**Provided text**
━━━━━━━━

Salafi mentors are the core of radicalization learning model that has 5 key defining controls securing its success: language control, information/knowledge control, trust control, relationship control, and guidance control. They employ exclusionary and marginalizing language to dehumanize and invalidate non-Salafi viewpoints. As others have shown, language can build social prejudice to solidify one’s own power and credibility (Quasthoff, 1989, Chilton, 2004, Holly, 1989, Wodak, 1989). Through language and exclusionary narrative, Salafi mentors transform their students thinking so that mentors control who enters their circles and who is to be trusted (trust control).
As mentors curate content for the new converts, Salafis learn how to navigate the approved sources and other go-to platforms for the portrayal of the others (knowledge/information control). This mentor curated knowledge controls information and knowledge that a new convert to Salafism is exposed to. Though the interviewed Salafis were displeased with their own negative characterization in the mainstream media, they have actively delegitimized mainstream sources of information and maintained the Salafi version of Islam is the only true Islam: for them, Salafism is “the only correct and valid [emphasis added] way to follow Islam” (Interviewee TZ003). Consequently, the interactions between Salafis and non-Salafis infrequently occur, further limiting Salafis’ exposure to diverse viewpoints and at times even their interactions with family (relationship control).
Mentors are seen as learned men who are devout Muslims and knowledgeable about the Koran, often educated in the Middle East. One of the college-educated, unemployed interviewees shared he had no formal education on Islam, but benefited from his mentors who “studied in Saudi Arabia, Syria, and Egypt” (Interviewee TZ00X). No interviewer mentioned that his or her mentor was employed by an institution or compensated for his work, which further validated the mentor’s status as a sole guide to true knowledge for all life matters (guidance control). Al-Ghazali has similarly argued in the 12th century (Gunther, 2006): teachers in Islam are expected to teach without compensation and solely for the benefit of spreading Islam.
This research did not focus on exploring the globally networked power and money behind the Salafis’ radicalization effort in Bosnia, but the façade shared with the targets of the Salafi mentorship effort suggests the mentees lack understanding of the intricate workings of the funding web that must be supporting the global spread of Salafism. Our focus is on how Salafis have mastered this deeper and more personalized mentorship-centered approach in Bosnia by informally educating the masses and the marginalized rather than the societal elites. Salafis have used informal education via mentorship to disrupt the power play, fill the vacuum, and spread radical ideas.

━━━━━━━━

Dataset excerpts
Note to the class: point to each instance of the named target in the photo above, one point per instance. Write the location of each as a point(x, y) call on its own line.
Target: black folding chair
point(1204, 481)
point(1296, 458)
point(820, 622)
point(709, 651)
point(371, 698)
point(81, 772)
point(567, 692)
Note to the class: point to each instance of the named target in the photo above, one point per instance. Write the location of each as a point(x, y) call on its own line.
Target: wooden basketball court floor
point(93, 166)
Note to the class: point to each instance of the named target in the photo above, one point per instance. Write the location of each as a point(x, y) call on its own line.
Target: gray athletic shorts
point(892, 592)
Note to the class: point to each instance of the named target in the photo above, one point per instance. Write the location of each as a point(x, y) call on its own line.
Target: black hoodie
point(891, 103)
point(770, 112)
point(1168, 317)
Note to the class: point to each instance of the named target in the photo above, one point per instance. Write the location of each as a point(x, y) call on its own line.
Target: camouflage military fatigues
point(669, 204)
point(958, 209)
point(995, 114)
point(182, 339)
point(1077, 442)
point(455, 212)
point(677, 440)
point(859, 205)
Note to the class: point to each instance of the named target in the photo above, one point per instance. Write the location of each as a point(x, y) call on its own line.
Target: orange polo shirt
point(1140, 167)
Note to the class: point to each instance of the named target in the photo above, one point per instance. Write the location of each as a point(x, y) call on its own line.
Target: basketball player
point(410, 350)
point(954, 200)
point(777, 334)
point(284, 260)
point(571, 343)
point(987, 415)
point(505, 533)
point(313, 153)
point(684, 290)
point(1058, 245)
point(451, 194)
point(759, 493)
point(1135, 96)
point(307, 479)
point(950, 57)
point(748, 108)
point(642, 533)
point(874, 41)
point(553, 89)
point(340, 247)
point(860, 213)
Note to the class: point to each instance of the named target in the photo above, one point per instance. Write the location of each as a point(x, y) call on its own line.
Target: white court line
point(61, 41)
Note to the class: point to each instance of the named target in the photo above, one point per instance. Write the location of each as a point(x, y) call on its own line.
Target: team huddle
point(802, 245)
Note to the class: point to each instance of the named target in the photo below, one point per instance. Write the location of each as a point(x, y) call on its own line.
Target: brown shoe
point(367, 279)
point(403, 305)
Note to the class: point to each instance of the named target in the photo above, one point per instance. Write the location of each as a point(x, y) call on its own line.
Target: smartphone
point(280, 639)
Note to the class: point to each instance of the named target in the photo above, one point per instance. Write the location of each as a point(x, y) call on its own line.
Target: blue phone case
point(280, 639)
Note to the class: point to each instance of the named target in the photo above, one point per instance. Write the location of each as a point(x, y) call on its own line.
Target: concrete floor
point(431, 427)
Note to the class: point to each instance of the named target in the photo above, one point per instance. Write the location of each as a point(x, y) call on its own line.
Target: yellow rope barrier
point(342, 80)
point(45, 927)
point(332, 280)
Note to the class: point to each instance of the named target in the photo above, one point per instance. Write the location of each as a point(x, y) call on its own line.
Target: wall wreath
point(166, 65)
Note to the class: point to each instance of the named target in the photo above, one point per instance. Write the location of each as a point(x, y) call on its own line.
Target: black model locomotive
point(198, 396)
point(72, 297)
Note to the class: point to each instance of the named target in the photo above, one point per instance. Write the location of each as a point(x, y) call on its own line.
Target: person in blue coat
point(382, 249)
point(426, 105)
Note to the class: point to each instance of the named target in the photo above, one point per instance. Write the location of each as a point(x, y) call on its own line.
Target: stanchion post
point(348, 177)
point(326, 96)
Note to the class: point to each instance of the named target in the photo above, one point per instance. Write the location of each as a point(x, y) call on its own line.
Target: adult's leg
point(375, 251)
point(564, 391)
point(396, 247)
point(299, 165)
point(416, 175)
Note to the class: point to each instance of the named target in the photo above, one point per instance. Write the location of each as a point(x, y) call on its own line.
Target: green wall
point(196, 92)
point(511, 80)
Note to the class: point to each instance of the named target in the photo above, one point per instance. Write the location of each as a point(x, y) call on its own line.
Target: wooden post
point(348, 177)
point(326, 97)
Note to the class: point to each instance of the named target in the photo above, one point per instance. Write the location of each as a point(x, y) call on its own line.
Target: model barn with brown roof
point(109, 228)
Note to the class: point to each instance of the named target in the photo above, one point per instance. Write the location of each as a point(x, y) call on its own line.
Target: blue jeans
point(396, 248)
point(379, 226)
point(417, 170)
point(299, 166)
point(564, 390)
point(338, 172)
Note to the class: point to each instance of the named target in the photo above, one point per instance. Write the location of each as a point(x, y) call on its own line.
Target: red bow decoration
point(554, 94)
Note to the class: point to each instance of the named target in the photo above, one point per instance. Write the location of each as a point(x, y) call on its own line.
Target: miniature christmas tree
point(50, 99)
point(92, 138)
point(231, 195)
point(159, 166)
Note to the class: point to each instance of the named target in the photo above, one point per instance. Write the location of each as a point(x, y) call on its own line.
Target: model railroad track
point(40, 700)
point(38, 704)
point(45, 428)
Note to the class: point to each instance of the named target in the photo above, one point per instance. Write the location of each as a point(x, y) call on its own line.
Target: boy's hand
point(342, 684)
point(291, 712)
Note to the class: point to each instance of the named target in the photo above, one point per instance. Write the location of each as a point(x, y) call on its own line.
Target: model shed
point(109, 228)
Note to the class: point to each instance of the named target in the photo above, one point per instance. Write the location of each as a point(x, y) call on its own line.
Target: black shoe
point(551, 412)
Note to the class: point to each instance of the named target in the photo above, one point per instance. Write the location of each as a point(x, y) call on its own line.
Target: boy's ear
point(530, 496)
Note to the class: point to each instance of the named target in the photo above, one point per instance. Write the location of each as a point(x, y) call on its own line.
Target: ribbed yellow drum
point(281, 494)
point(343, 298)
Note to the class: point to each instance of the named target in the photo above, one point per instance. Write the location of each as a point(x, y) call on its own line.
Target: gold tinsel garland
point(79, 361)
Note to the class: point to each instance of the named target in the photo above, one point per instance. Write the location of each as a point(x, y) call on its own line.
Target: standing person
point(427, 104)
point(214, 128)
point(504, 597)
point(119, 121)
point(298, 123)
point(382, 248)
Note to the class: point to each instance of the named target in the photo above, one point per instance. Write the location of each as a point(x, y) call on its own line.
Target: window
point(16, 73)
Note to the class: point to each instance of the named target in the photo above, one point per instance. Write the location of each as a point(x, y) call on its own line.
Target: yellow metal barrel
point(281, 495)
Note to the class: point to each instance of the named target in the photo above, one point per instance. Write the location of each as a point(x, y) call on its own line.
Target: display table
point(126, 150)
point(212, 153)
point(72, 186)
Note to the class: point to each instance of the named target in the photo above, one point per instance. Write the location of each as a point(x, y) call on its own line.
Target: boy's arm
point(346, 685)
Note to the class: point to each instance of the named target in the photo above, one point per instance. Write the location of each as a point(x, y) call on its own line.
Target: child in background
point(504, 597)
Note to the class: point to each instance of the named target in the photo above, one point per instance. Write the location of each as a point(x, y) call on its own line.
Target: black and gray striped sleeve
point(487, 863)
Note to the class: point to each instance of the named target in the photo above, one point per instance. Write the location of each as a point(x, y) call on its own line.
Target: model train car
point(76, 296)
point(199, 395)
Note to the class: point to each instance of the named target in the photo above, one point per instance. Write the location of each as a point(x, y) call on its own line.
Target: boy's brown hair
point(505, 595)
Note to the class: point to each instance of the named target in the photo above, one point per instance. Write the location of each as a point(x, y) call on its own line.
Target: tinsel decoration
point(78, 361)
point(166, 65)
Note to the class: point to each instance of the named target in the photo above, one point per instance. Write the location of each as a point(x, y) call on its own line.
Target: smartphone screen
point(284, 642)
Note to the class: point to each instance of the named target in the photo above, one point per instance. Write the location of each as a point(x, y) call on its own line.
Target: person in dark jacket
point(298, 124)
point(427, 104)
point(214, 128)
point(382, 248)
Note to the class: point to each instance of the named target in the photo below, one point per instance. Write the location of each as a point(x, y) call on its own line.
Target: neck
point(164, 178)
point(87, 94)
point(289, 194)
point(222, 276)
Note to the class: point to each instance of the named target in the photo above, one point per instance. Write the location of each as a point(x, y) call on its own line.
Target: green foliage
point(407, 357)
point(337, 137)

━━━━━━━━

**Requirement A**
According to the Salafi mentorship text, in which countries did the mentors of the college-educated, unemployed interviewee study?
**Requirement B**
Quote the stretch of the Salafi mentorship text from "Salafi mentors are" through "trusted (trust control).".

**Answer area A**
Saudi Arabia, Syria, and Egypt.

**Answer area B**
Salafi mentors are the core of radicalization learning model that has 5 key defining controls securing its success: language control, information/knowledge control, trust control, relationship control, and guidance control. They employ exclusionary and marginalizing language to dehumanize and invalidate non-Salafi viewpoints. As others have shown, language can build social prejudice to solidify one’s own power and credibility (Quasthoff, 1989, Chilton, 2004, Holly, 1989, Wodak, 1989). Through language and exclusionary narrative, Salafi mentors transform their students thinking so that mentors control who enters their circles and who is to be trusted (trust control).